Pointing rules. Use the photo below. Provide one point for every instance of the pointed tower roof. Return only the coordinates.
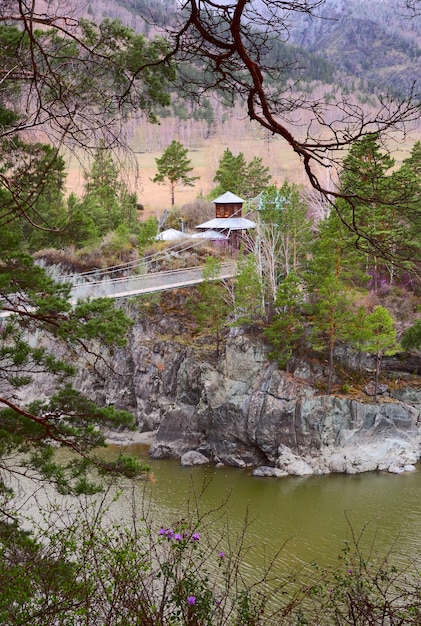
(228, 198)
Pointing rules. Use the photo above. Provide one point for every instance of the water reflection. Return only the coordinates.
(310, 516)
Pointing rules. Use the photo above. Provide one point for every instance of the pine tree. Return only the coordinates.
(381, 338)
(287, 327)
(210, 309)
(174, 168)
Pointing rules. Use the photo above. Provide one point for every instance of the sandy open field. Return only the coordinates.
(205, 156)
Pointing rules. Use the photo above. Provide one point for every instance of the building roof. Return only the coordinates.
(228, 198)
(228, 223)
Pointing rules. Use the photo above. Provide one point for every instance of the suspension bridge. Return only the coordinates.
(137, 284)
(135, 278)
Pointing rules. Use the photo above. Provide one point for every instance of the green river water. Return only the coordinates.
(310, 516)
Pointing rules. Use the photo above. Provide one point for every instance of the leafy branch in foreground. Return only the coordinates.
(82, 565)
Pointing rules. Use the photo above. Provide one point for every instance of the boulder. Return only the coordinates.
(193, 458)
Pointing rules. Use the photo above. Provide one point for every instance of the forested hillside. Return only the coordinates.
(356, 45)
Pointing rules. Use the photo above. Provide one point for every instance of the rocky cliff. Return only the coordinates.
--
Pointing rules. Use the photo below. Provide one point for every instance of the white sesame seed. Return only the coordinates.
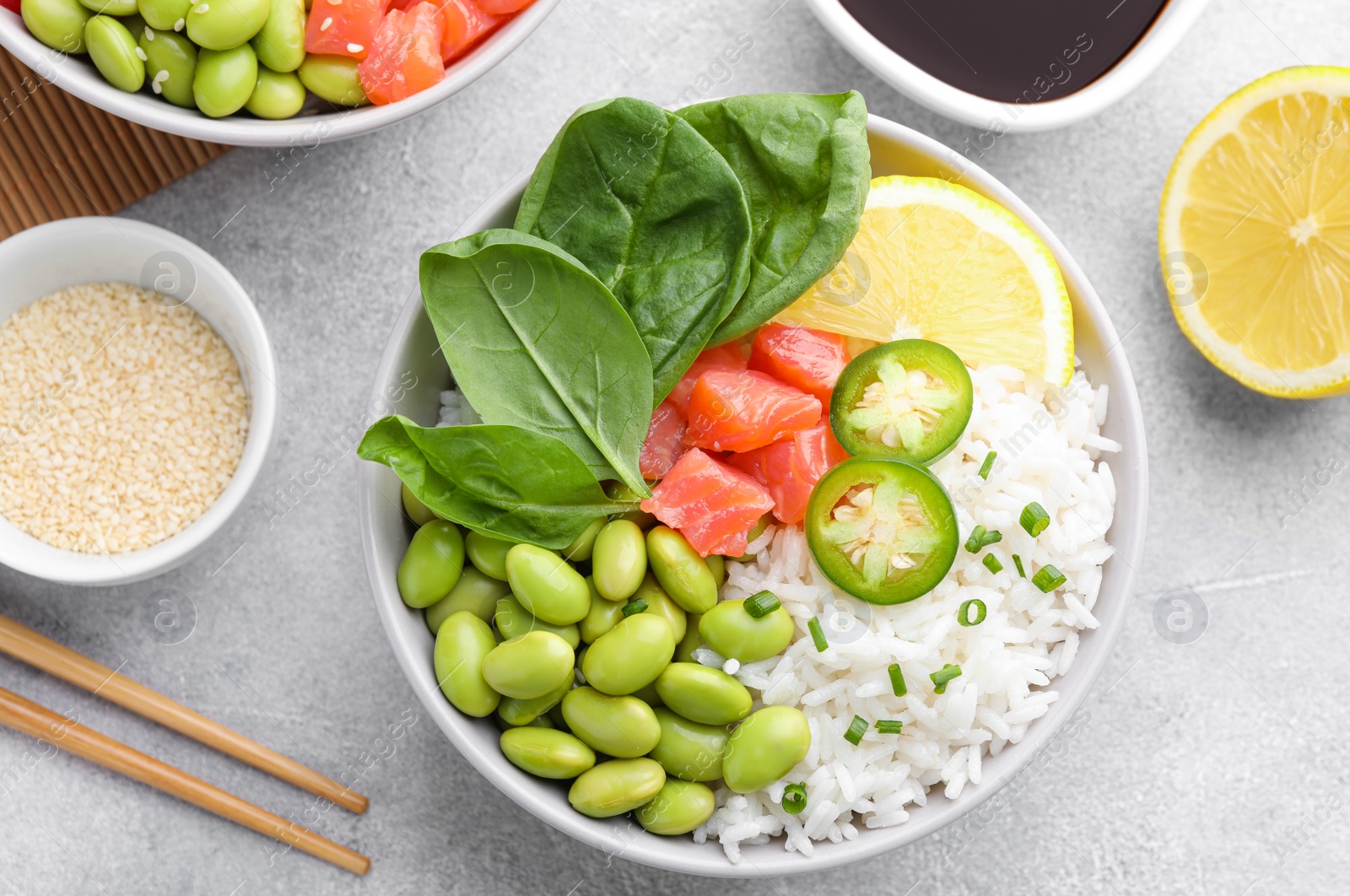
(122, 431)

## [Goal of the exercise]
Return the span of lines in the data above that opens at the line with "water. Return only the coordinates." and closes at the line with "cliff. Return only the coordinates.", exactly, ends included, nothing else.

## [Result]
Pointing rules. Use the photo above. Provide one point for every instance of the green river water. Return only the coordinates.
(310, 516)
Pointing rules. Use the photo above. Provide one point for every instance of the leafy branch in foreground. Return only the coordinates.
(82, 565)
Pointing rules. Use the photo above. Provide one point for every instance of the boulder. Return only the coordinates.
(193, 458)
Pointing rules. Use the photo above. Provide one point for every instance of the forested hillside. Return only the coordinates.
(356, 45)
Pointing rules. Use the photo above. Provide one point for every instance of the rocky cliff. Return only the coordinates.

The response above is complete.